PAGE EXTRACT
[Start of Attachment]
Then it was off to the Third Street Promenade, filled with shops for every fetish (French Connection, Anthropologie, Z Gallerie) and restaurants for every taste (Broadway Deli, Bravo Cucina, Yangtze). My half-Jewish travel companion squealed with delight when she saw matzo ball soup on the menu at Broadway Deli, so she ordered up a bowl with her turkey pastrami on rye. I opted for a BLT and French onion soup and a chocolate-covered matzo to go. ("The real deal," my friend declared.) I like to believe that we worked off the calories strolling the Promenade.

Quick aside: I know I swore I would never touch the car keys until we had to go back to the airport. But we couldn’t resist a drive along Pacific Coast Highway with the windows down on the PT Cruiser. Besides, the binge shopping had drained our pocketbooks.

We jumped in the Cruiser and drove north toward Malibu, in search of a bright green, shamrock-accented shack called Patrick’s Roadhouse in Pacific Palisades. Patrick’s is the place to go for a Farmer’s Breakfast or greasy tuna melt, but it also offers that most LA of attractions, the celebrity spotting. According to owner Tracey Fischler, who inherited this legendary spot from her dad Bill, we just missed Reba McEntire and Anthony Hopkins.
[End of Attachment]
MATERIAL SHOWN
[Start of Attachment]
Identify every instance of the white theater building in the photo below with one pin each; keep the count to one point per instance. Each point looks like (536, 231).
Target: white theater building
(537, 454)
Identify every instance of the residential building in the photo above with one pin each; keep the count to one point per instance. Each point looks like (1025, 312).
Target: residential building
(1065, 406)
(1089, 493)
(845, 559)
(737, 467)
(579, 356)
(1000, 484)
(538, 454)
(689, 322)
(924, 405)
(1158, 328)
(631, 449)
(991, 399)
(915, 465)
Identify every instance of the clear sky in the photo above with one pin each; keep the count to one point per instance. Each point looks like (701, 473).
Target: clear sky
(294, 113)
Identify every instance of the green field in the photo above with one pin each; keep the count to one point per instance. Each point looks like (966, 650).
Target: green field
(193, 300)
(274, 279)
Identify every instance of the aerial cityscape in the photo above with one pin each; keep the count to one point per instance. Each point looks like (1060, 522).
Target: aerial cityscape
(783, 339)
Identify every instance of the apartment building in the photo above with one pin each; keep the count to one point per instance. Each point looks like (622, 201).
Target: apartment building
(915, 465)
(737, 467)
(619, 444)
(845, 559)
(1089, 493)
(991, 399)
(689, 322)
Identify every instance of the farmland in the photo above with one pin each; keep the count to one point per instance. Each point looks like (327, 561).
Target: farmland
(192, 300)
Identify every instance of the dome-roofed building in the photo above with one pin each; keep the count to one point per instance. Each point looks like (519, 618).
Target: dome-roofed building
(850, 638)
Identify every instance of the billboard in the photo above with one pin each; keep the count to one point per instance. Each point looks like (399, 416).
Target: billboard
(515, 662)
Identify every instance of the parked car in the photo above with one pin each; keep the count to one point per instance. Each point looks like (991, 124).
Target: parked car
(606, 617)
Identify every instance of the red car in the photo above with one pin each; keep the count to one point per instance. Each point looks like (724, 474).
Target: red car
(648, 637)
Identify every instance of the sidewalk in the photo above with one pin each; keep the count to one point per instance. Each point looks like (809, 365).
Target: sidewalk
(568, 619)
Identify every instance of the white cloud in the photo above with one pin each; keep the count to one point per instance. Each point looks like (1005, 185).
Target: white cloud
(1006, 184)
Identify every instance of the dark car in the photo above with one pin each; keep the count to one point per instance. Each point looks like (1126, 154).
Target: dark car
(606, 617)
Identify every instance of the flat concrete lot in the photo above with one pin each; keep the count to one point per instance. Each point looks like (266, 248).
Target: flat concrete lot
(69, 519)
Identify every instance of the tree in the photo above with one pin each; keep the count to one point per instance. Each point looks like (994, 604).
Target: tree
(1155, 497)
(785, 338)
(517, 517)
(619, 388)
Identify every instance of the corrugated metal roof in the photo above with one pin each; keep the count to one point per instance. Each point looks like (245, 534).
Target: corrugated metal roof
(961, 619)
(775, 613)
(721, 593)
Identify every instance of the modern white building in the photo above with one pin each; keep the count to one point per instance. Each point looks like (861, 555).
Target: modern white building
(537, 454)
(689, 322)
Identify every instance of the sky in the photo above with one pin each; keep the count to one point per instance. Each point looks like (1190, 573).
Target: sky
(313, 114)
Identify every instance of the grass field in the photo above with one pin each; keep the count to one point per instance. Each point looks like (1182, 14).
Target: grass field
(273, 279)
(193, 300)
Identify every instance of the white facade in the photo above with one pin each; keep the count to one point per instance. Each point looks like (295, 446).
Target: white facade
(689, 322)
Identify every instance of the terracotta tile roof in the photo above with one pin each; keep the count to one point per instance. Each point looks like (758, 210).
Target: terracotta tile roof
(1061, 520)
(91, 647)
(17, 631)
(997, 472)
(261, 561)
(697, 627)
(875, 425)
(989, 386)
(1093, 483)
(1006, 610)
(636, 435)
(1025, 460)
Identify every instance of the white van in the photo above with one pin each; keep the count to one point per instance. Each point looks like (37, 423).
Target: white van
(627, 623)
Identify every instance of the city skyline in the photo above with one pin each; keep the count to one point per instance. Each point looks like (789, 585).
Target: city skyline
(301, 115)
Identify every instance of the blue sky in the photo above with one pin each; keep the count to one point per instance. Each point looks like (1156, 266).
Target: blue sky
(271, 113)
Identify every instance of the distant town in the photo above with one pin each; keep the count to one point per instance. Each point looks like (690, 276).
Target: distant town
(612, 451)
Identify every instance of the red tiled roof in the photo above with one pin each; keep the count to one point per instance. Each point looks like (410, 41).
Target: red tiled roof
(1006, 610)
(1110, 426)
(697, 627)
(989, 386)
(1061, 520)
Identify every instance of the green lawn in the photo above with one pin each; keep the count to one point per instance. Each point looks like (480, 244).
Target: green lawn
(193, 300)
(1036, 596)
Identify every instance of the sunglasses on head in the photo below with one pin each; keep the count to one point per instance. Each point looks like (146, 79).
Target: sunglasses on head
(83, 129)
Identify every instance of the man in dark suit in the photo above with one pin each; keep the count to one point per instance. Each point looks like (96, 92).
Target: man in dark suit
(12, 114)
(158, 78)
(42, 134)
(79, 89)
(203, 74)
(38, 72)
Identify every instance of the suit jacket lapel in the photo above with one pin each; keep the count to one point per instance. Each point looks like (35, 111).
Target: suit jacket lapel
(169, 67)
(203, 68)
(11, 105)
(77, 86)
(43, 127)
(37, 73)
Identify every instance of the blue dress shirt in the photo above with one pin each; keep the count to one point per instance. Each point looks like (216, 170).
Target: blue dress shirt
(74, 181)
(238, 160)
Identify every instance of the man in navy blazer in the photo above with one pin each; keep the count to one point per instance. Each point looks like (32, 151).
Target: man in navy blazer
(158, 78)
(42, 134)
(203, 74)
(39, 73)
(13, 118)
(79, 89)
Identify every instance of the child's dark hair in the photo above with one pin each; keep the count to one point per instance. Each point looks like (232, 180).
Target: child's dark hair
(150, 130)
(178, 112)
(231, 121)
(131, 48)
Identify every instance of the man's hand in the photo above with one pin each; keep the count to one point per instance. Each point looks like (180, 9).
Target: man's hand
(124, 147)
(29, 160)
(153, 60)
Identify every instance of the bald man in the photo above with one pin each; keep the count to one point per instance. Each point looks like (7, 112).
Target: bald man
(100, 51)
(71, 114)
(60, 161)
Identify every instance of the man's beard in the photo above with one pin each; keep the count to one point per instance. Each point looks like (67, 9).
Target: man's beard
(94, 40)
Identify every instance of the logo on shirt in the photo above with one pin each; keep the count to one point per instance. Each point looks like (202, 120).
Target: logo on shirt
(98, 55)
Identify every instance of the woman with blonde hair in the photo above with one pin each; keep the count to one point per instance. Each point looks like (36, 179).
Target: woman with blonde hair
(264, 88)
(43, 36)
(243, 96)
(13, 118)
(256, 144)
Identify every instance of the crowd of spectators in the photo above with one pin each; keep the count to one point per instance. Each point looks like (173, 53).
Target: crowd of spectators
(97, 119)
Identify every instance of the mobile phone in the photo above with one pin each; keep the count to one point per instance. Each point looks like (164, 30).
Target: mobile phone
[End of Attachment]
TASK INSTRUCTIONS
a – Answer these about the travel passage:
(i) What did the travel companion order at Broadway Deli?
(ii) What car did the pair drive along Pacific Coast Highway?
(iii) From whom did Tracey Fischler inherit Patrick's Roadhouse?
b – Write the next part of the travel passage, starting after its last sentence.
The lines have nothing to do with the travel passage.

ANSWERS TO THE EXERCISE
a –
(i) A bowl of matzo ball soup with her turkey pastrami on rye.
(ii) A PT Cruiser.
(iii) Her dad, Bill.

b –
We saved our best meal for last: dinner at One Pico, the famed restaurant inside Shutters. Dallas-based Paul Draper and Associates designed the interior (in Dallas, the firm designed Lombardi Mare and Sevy’s), and the views of the ocean are as amazing as Chef Matt Lyman’s American cuisine. After our waiter popped the cork on our Sauvignon Blanc, we enjoyed a lovely, rare ahi tuna salad with artichokes and chanterelle mushrooms, followed by a fabulous smoked salmon with corn cakes and crème fraiche and sautéed plump Maine scallops. Main courses included rosemary lamb chops and a lovely roasted Chilean sea bass.

After dinner, we mustered the energy to hit the bar next-door at Hotel Casa del Mar. The Edward Thomas Hospitality Corporation, which also owns Shutters, brought this Santa Monica legend back to life. Casa del Mar, built in 1926, was formerly a famous beach club and hotel. But by the 1990s, after a stint as a drug-rehabilitation clinic (how LA) and the controversial Pritikin Longevity Center, the national landmark was in total disrepair. After a $60 million renovation, Casa reopened in 1999. Now the 129-room hotel, reminiscent of the roaring ’20s, is a fun place to stay or sit and sip cocktails into the wee hours. Rooms are small and cozy, with a sexy divan at the foot of every down-comforter-topped bed and a fully stocked Jacuzzi tub—down to the rubber ducky—in the impressive and spacious bathroom. But the real fun is downstairs, where pretty people, sunk into comfy chairs and overstuffed couches with cocktails in hand, mix, mingle, and listen to live jazz.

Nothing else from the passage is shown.